'''
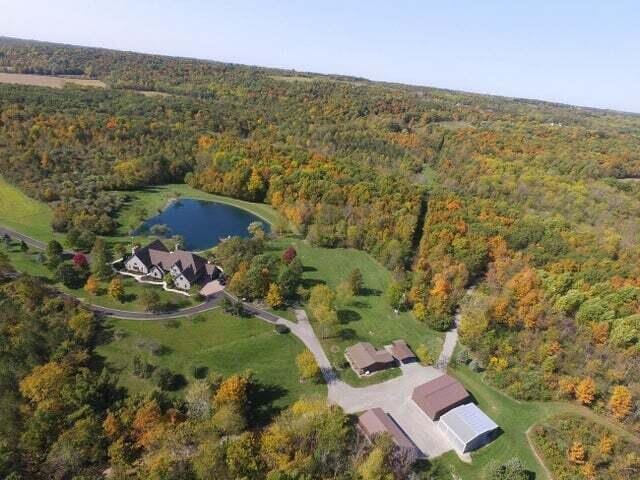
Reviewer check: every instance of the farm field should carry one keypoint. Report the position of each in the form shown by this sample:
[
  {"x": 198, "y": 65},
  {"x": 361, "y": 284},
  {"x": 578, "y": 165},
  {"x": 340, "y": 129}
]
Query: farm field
[
  {"x": 221, "y": 343},
  {"x": 24, "y": 214},
  {"x": 369, "y": 318},
  {"x": 48, "y": 80}
]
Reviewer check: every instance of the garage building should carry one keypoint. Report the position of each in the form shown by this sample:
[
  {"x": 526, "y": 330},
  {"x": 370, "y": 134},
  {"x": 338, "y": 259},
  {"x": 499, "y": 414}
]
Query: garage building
[
  {"x": 440, "y": 395},
  {"x": 468, "y": 428}
]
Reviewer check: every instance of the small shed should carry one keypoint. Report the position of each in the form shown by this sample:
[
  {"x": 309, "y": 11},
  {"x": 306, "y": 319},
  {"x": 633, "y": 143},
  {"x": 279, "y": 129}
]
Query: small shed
[
  {"x": 468, "y": 427},
  {"x": 401, "y": 352},
  {"x": 440, "y": 395},
  {"x": 376, "y": 422},
  {"x": 365, "y": 359}
]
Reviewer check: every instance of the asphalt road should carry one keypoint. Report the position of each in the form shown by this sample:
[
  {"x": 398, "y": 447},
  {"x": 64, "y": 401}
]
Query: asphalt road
[
  {"x": 32, "y": 242},
  {"x": 209, "y": 304}
]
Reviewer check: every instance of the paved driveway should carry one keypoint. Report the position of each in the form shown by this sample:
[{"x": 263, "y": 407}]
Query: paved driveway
[{"x": 394, "y": 397}]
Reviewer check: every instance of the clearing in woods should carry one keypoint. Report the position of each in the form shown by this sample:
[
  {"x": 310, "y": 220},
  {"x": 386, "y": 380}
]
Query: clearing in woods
[{"x": 48, "y": 80}]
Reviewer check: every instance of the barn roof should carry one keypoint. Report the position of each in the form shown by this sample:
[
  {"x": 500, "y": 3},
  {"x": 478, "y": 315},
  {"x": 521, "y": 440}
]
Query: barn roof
[{"x": 468, "y": 422}]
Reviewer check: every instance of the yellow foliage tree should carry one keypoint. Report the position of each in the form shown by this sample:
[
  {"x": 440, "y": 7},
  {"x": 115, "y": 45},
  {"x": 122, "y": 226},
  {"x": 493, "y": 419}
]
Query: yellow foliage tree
[
  {"x": 274, "y": 297},
  {"x": 567, "y": 386},
  {"x": 420, "y": 311},
  {"x": 147, "y": 424},
  {"x": 586, "y": 391},
  {"x": 606, "y": 444},
  {"x": 44, "y": 384},
  {"x": 91, "y": 287},
  {"x": 116, "y": 289},
  {"x": 620, "y": 402},
  {"x": 498, "y": 364},
  {"x": 576, "y": 453},
  {"x": 588, "y": 471},
  {"x": 600, "y": 332}
]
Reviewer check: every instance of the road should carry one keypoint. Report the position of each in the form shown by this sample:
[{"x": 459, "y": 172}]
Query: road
[
  {"x": 393, "y": 396},
  {"x": 209, "y": 304},
  {"x": 32, "y": 242}
]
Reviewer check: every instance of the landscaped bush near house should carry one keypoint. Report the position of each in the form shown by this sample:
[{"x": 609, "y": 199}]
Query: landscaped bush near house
[{"x": 282, "y": 329}]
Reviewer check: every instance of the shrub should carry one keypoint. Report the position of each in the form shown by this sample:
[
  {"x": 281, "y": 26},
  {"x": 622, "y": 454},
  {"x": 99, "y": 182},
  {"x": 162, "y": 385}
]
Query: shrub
[
  {"x": 475, "y": 366},
  {"x": 282, "y": 329}
]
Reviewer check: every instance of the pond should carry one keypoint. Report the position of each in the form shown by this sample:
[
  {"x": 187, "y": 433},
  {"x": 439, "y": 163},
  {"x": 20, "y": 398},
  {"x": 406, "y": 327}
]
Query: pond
[{"x": 202, "y": 224}]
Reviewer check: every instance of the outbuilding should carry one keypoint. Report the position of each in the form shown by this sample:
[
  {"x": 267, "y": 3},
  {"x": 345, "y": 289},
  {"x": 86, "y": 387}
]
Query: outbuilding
[
  {"x": 376, "y": 422},
  {"x": 440, "y": 395},
  {"x": 468, "y": 428},
  {"x": 364, "y": 359}
]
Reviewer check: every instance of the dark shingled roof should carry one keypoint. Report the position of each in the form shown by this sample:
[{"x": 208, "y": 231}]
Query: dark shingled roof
[
  {"x": 190, "y": 264},
  {"x": 362, "y": 356},
  {"x": 438, "y": 396},
  {"x": 376, "y": 422},
  {"x": 401, "y": 351}
]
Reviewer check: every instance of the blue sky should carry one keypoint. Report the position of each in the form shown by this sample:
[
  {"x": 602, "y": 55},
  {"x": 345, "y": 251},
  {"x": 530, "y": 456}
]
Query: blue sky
[{"x": 580, "y": 52}]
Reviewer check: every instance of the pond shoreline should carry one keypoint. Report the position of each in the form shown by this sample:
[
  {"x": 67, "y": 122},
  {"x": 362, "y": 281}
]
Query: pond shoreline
[{"x": 202, "y": 224}]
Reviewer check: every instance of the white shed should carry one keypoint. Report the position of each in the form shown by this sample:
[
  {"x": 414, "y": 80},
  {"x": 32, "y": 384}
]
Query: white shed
[{"x": 468, "y": 427}]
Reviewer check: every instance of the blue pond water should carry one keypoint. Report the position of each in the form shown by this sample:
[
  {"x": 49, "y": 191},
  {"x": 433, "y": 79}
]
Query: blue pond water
[{"x": 202, "y": 224}]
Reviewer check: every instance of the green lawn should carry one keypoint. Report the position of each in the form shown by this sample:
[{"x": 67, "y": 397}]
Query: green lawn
[
  {"x": 222, "y": 343},
  {"x": 24, "y": 214},
  {"x": 147, "y": 202},
  {"x": 369, "y": 318},
  {"x": 27, "y": 262},
  {"x": 515, "y": 418}
]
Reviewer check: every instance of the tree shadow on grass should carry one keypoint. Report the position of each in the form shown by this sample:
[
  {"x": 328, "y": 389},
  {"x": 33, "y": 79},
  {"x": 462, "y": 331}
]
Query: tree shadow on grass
[
  {"x": 348, "y": 334},
  {"x": 262, "y": 410},
  {"x": 370, "y": 292},
  {"x": 348, "y": 316},
  {"x": 312, "y": 282}
]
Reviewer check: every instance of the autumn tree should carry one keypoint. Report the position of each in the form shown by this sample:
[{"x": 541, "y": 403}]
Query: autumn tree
[
  {"x": 116, "y": 289},
  {"x": 355, "y": 281},
  {"x": 289, "y": 254},
  {"x": 54, "y": 253},
  {"x": 92, "y": 285},
  {"x": 576, "y": 453},
  {"x": 620, "y": 402},
  {"x": 274, "y": 297},
  {"x": 585, "y": 391},
  {"x": 232, "y": 390},
  {"x": 43, "y": 386},
  {"x": 101, "y": 260}
]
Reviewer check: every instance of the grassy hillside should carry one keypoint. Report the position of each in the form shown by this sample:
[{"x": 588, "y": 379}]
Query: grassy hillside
[
  {"x": 369, "y": 318},
  {"x": 221, "y": 343},
  {"x": 22, "y": 213}
]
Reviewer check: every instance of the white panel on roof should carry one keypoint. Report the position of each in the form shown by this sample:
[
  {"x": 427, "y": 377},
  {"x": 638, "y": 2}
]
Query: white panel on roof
[{"x": 467, "y": 422}]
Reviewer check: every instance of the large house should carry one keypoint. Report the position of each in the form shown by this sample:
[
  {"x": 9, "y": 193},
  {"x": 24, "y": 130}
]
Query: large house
[{"x": 186, "y": 268}]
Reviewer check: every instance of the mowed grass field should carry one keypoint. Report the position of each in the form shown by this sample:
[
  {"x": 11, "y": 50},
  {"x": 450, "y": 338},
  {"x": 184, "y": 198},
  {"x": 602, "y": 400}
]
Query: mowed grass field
[
  {"x": 48, "y": 80},
  {"x": 28, "y": 262},
  {"x": 24, "y": 214},
  {"x": 220, "y": 342},
  {"x": 369, "y": 318}
]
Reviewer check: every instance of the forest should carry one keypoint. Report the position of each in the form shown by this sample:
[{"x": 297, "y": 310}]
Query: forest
[{"x": 530, "y": 207}]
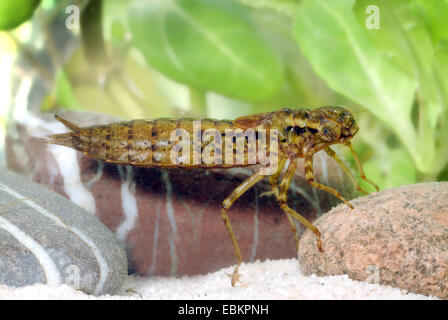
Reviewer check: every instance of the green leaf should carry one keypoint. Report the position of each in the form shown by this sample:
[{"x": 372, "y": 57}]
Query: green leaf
[
  {"x": 404, "y": 38},
  {"x": 434, "y": 13},
  {"x": 342, "y": 53},
  {"x": 15, "y": 12},
  {"x": 393, "y": 169},
  {"x": 208, "y": 44}
]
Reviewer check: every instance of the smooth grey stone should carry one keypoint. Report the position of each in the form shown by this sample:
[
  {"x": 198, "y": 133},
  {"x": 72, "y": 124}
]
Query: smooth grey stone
'''
What is needed is each line of the entries that contains the word "grey".

### OUTPUT FOR THIS TASK
Reviewer check: every instance of the smooth grey stone should carry one keypoint. Report the position of each in the form shown by this sample:
Query: smooth grey stone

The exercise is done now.